* Selected excerpt *
My ancient comic art, with my ancient awful lettering. This will be redone for a new print edition.
Whenever I tell one of my stories about dealing with fanboys on the make, passive aggressive fakers, or nebbishy pros hoping to raise their cred at the bar by claiming they get chicks they really, really can’t get, someone pipes up to wail, “Boy, Colleen, you are such a weirdo magnet!”
No, I’m really not. I just talk about it.
Look, I have worked on books that have sold millions of copies, have thousands of fans, and if I have one serious problem per year, it’s unusual.
However, I have a career that spans 25 years. In 25 years, 25 people add up to hundreds of incidents.
Hundreds of incidents due to 25 people out of the many tens of thousands of people I may encounter in a year. I’ve barely mentioned most of them. And some of them are just so disturbing and creepy, I don’t even want to talk about them.
Most are due to a half a dozen people doing crazy shit year after year. It looks like a flood of awful to an outside observer.
Usually, unfortunate people go away on their own with no prompting from me after about a half dozen attempts to get my attention, and I never hear from them again. I can barely remember them after, and I have no hard feelings.
But some go on and on for decades.
Last year, a long time fan had some kind of psychotic break and went from being a devoted admirer to wishing me and other fans on this board dead. Didn’t see that one coming! This was after my fan circle went to great lengths to raise money for her and get her a job. None of us had any idea that her real issues were internal. I spent days on the phone with social services and the police trying to get her into care.
Some women online complain of frequent death threats, rape threats, etc. I rarely get that sort of thing. But, I had serious issues with a tech website that wrote an inflammatory article in 2010. It stated I supported some kind of “censorship” legislation because I am pro creator rights. The article was a lie, and I never got a retraction. However, I did have to deal with the fallout of the harassment for about a year.
Almost all of my problems are from people who have romantic notions who are angry when rejected.
One woman believed she could channel my characters. She would call me up and speak in voices because she wanted to have phone sex while pretending to be Rieken, a character from my graphic novel A Distant Soil. For obvious reasons, I haven’t blogged about her in detail, but I’ve mentioned her obliquely several times as a frustrated creator who went from being another devoted fan/admirer to hating my guts when I did not want to participate in her fantasy.
People often fixate on young, vulnerable women on whom they can project their fantasies and expectations, and that fixation can last for decades. I have not had a major problem with anyone I have encountered for the first time in the last twenty years.
Recent problems are short term and annoying more than anything else, like the impersonal fallout from the tech website article, people who are nothing like the needy, smothering intimacy seeker, or the resentment stalker who is sure you ruined their career. Tech weirdos are just random dudes looking to vent and whatever their tech guru says they should do, they do. They couldn’t care less about you as a human being, and their attention span is short. ADD rage, and there’s always a bunny.

* Extracted data *
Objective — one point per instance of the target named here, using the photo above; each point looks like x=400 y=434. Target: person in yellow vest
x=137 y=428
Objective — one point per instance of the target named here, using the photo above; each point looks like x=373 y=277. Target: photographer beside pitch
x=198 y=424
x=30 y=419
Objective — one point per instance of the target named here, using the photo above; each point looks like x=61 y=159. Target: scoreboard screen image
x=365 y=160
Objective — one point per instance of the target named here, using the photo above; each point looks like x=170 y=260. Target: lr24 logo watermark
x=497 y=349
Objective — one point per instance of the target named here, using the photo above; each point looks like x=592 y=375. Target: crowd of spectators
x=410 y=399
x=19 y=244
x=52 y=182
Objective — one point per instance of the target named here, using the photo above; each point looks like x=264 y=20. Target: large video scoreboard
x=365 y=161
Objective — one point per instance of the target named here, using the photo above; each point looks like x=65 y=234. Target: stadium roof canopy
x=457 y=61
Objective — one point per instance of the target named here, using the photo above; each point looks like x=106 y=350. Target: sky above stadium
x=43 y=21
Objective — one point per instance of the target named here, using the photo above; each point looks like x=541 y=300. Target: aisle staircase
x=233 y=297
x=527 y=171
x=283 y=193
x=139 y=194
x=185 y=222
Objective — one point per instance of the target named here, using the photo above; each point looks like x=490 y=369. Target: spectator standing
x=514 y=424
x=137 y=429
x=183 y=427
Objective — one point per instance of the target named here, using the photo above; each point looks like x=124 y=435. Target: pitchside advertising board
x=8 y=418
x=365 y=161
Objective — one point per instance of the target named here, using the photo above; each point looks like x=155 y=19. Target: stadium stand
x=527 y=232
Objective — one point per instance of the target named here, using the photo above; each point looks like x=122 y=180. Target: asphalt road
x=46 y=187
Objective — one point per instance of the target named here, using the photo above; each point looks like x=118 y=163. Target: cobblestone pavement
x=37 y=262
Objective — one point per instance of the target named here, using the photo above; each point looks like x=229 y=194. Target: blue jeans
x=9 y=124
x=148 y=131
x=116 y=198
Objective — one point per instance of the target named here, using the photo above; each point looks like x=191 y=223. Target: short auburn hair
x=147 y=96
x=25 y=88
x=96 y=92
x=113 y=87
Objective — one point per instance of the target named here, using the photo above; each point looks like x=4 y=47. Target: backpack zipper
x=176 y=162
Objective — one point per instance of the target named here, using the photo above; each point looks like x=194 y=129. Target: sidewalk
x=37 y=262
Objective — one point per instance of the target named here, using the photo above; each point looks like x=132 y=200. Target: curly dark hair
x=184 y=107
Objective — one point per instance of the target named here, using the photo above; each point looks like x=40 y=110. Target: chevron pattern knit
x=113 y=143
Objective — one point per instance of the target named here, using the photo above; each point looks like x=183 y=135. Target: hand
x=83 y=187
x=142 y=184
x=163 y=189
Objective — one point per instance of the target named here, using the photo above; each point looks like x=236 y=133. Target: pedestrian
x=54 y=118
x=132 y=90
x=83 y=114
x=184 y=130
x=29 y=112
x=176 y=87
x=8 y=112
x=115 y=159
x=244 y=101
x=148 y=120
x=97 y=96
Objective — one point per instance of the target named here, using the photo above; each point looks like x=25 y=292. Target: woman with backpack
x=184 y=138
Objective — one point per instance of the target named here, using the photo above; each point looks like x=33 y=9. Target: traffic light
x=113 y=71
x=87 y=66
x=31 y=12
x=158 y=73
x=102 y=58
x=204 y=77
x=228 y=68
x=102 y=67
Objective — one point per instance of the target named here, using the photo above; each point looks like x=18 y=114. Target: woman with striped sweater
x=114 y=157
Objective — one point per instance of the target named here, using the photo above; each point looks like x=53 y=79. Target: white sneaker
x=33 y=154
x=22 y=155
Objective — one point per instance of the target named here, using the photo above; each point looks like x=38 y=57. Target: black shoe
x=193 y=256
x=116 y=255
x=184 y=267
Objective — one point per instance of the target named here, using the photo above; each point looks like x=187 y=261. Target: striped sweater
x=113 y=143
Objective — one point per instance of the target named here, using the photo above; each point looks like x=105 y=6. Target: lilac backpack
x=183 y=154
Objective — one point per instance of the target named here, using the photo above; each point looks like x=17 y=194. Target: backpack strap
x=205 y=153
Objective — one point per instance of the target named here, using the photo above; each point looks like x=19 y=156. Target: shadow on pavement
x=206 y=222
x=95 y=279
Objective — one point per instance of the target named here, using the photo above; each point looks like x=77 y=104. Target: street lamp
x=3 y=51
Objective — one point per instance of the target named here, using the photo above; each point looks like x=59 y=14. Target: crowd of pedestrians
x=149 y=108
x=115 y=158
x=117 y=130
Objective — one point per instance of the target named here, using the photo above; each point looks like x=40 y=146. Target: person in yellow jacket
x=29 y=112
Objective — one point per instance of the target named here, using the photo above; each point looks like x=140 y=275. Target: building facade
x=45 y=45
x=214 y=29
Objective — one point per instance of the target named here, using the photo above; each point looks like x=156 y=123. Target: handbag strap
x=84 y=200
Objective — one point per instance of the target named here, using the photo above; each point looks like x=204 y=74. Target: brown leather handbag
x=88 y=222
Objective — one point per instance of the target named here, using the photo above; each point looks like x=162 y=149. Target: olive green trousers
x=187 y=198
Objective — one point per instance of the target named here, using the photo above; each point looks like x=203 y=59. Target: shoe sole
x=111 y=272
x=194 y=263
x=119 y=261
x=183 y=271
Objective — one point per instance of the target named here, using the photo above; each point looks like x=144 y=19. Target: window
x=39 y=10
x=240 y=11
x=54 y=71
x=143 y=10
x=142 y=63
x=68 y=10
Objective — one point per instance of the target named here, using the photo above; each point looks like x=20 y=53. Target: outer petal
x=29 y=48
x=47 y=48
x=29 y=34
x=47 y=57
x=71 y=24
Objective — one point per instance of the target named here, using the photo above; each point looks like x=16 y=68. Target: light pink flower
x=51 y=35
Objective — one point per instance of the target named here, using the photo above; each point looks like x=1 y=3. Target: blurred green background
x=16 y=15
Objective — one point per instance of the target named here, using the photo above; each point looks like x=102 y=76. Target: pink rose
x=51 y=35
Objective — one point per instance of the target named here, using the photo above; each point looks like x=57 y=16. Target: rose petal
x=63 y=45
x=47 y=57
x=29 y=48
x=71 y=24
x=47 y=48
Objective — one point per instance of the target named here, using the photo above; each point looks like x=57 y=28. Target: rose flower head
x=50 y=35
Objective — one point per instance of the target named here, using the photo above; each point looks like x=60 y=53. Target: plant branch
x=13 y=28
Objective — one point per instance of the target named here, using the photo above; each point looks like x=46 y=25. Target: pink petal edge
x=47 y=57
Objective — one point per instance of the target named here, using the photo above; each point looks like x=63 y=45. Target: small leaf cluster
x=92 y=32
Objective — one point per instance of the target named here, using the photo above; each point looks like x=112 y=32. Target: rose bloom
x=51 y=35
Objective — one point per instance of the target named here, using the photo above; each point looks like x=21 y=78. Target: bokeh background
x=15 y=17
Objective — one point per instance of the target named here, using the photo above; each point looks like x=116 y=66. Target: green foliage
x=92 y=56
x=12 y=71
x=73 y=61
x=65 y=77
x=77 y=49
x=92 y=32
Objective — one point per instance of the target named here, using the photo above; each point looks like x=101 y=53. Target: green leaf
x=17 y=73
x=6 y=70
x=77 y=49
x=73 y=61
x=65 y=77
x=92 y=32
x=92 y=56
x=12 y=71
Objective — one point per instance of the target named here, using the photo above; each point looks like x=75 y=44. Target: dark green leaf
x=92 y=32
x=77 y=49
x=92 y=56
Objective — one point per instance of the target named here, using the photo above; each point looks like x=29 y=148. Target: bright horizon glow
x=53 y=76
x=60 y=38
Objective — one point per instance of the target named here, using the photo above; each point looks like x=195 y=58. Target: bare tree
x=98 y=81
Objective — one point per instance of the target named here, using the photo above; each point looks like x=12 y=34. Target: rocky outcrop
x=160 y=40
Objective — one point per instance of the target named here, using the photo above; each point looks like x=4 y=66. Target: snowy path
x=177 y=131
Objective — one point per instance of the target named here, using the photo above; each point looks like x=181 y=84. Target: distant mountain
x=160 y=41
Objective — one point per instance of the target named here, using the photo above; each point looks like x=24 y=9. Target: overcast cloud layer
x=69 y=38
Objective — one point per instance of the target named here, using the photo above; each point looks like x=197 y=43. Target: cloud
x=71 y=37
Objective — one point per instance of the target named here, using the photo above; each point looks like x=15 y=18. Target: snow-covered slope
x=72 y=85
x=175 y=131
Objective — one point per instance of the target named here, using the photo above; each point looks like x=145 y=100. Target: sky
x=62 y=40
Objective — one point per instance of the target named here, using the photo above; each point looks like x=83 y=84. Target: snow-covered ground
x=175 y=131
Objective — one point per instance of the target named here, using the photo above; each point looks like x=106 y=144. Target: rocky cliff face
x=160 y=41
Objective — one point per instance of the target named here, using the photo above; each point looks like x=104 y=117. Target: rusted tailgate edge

* Written task 1 *
Repeat the passage of the post about fan harassment starting with "My ancient comic" and going on through "hundreds of incidents.".
* Written task 2 *
In the post about fan harassment, in what year did the tech website publish its inflammatory article?
* Written task 3 *
List the kinds of people the post about fan harassment names in the sentence beginning "Whenever I tell one of my stories."
The entries are separate material, unrelated to the post about fan harassment.

* Written solution 1 *
My ancient comic art, with my ancient awful lettering. This will be redone for a new print edition.
Whenever I tell one of my stories about dealing with fanboys on the make, passive aggressive fakers, or nebbishy pros hoping to raise their cred at the bar by claiming they get chicks they really, really can’t get, someone pipes up to wail, “Boy, Colleen, you are such a weirdo magnet!”
No, I’m really not. I just talk about it.
Look, I have worked on books that have sold millions of copies, have thousands of fans, and if I have one serious problem per year, it’s unusual.
However, I have a career that spans 25 years. In 25 years, 25 people add up to hundreds of incidents.

* Written solution 2 *
2010

* Written solution 3 *
- Fanboys on the make
- Passive aggressive fakers
- Nebbishy pros hoping to raise their cred at the bar by claiming they get chicks they really, really can't get